**Problem to solve**
Your task is to transcribe the data in full.
-- start Working data --
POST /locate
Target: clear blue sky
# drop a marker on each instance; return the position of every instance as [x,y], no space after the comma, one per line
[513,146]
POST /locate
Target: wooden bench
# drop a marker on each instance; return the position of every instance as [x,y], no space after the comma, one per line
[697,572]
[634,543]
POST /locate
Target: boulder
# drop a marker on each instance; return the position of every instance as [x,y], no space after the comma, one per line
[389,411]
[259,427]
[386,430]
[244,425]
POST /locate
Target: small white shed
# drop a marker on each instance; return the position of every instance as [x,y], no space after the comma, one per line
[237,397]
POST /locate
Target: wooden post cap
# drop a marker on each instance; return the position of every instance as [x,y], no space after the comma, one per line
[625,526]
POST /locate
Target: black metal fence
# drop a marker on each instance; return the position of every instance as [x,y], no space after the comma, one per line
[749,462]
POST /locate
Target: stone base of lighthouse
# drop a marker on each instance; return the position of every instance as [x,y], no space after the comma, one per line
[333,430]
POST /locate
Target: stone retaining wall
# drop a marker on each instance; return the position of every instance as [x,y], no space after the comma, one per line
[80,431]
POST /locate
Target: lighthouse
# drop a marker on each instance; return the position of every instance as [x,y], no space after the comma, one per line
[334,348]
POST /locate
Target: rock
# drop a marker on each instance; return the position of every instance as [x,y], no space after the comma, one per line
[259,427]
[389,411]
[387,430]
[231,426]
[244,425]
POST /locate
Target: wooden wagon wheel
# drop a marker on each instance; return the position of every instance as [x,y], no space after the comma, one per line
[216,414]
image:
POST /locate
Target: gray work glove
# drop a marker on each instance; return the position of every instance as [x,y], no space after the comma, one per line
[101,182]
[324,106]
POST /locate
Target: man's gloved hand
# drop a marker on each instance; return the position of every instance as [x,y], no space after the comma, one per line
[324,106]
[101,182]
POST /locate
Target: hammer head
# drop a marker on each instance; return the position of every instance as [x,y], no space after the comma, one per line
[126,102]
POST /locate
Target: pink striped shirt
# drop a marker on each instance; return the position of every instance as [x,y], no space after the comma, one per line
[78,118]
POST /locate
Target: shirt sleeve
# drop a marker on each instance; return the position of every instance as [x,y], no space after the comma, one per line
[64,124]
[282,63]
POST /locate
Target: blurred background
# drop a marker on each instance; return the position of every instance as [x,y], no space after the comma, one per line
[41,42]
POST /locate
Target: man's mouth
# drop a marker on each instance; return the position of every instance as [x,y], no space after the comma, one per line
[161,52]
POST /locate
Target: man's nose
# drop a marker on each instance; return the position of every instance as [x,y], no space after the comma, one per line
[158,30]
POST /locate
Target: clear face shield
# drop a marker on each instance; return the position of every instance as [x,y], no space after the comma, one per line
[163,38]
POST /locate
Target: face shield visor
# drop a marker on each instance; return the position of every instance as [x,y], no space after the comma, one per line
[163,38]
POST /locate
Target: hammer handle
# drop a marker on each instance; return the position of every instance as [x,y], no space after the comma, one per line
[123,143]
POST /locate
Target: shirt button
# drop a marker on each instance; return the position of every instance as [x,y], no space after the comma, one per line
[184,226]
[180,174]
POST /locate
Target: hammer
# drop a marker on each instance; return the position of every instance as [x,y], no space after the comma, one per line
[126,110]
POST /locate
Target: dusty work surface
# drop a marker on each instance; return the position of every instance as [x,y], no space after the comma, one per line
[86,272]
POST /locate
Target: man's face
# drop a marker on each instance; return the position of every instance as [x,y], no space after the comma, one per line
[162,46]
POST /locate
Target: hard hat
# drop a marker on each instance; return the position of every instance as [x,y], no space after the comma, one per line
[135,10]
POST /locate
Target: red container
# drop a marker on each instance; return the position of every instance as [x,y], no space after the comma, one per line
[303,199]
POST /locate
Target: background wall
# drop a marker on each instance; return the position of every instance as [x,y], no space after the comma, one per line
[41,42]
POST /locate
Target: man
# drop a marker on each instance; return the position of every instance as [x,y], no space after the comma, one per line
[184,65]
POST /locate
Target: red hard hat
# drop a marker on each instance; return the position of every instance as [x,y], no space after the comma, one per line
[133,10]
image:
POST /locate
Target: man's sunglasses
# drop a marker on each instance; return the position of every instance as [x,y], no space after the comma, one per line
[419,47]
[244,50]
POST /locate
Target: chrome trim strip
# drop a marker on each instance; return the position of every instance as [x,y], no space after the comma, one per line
-- end Working data --
**Exercise output**
POST /locate
Target: clear blue sky
# drop a marker on each instance; return the position of every instance as [x,y], no space after the comma, one per line
[513,146]
POST /locate
Target: wooden bench
# drop a marker on each instance; return the position of every instance as [x,y], no space after the comma, one per line
[697,572]
[634,543]
POST /locate
Target: boulder
# drop a marker on each instance; return the position of every instance as [x,y], no space after the comma, one per line
[389,411]
[259,427]
[386,430]
[244,425]
POST /locate
Target: small white shed
# drop a marker on each instance; return the position of every instance as [x,y], no space after the comma, one per line
[237,397]
POST /locate
Target: wooden post cap
# drop a marker on each instance; return the position of every instance as [x,y], no space after the comma, one per line
[625,526]
POST /locate
Target: black metal fence
# drop a marker on each instance; return the position of every instance as [x,y], no space after the comma, one per line
[749,462]
POST /locate
Target: stone base of lighthouse
# drop a marker on each instance; return the position of every instance as [x,y], no space after the comma, one per line
[333,430]
POST /locate
Target: stone retaining wall
# drop a marker on each instance; return the position of every instance as [x,y], no space after the comma, one per line
[80,431]
POST /locate
Target: lighthouse
# drop a marker on each instance; return the position of every instance as [x,y], no space after the comma, one per line
[334,348]
POST /locate
Target: rock
# drop a marker on each instance; return the position of every instance as [x,y], no space after the comma, one per line
[259,427]
[389,411]
[387,430]
[231,426]
[244,425]
POST /locate
Target: wooden wagon wheel
# drop a marker on each instance; return the position of every instance as [x,y], no space after the comma, one per line
[216,414]
image:
POST /locate
Target: gray work glove
# drop a marker on each instance; return the position of every instance as [x,y], no space after the comma, one per line
[101,182]
[324,106]
POST /locate
Target: man's gloved hand
# drop a marker on each instance; return the position of every instance as [x,y], no space after the comma, one per line
[324,106]
[101,182]
POST /locate
Target: hammer head
# drop a marker on each instance; return the position of every instance as [x,y], no space after the comma, one per line
[126,102]
POST /locate
Target: pink striped shirt
# drop a marker on each instance; return the position of every instance as [x,y], no space after the comma, one per line
[78,118]
POST /locate
Target: shirt sleeve
# drop a marker on each instance; return the position of every instance as [x,y], no space after the comma, one per line
[64,124]
[282,63]
POST /locate
Target: blurred background
# drop a marker on each instance; return the position of every instance as [x,y], no space after the comma, one per line
[41,42]
POST /locate
Target: man's mouth
# drop a marker on each instance; return the position of every instance as [x,y], no space after the comma, one per line
[161,52]
POST /locate
Target: man's nose
# drop a marker on each instance; return the position of every instance as [x,y], no space after the comma, one per line
[158,30]
POST /locate
Target: clear face shield
# drop a marker on each instance; return the position of every instance as [x,y], no space after the comma, one per line
[163,38]
POST /locate
Target: face shield visor
# drop a marker on each instance; return the position of every instance as [x,y], no space after the comma, one per line
[163,38]
POST /locate
Target: hammer handle
# drop a marker on each instance; return the position of every instance as [x,y], no space after the comma, one per line
[123,143]
POST /locate
Target: shirt button
# drop a marker on each instance; return the position of every instance as [x,y], no space after the comma, one per line
[184,226]
[180,174]
POST /locate
Target: hammer
# drop a marker on each instance; return the position of every instance as [x,y], no space after the comma, one per line
[126,110]
POST /locate
Target: dusty work surface
# drop a marker on each instance; return the position of every instance as [x,y], no space after the comma, one per line
[86,272]
POST /locate
Target: man's face
# drop a marker on each instance; return the position of every instance as [x,y], no space after the comma, one per line
[162,46]
POST /locate
Target: hard hat
# drop a marker on each instance; return the position of every instance as [x,y], no space after the comma, one per line
[135,10]
POST /locate
Target: red container
# drop a marker on each instance; return the position of every instance as [x,y], no space after the comma, one per line
[303,199]
POST /locate
Target: background wall
# drop a marker on each instance; return the position of every instance as [x,y], no space after the comma, one per line
[41,42]
POST /locate
Target: man
# drop a marker on each instance; return the position of every instance as [x,y], no space after the comma, one per line
[184,65]
POST /locate
Target: red hard hat
# drop a marker on each instance; return the position of every instance as [x,y], no space after the comma, one per line
[133,10]
image:
POST /locate
Target: man's sunglasses
# drop a marker on each instance; return the position of every instance as [x,y], no space after the comma, one per line
[419,47]
[244,50]
POST /locate
Target: chrome trim strip
# drop a marker on each instance; return the position of every instance as [x,y], no space after the comma, one per line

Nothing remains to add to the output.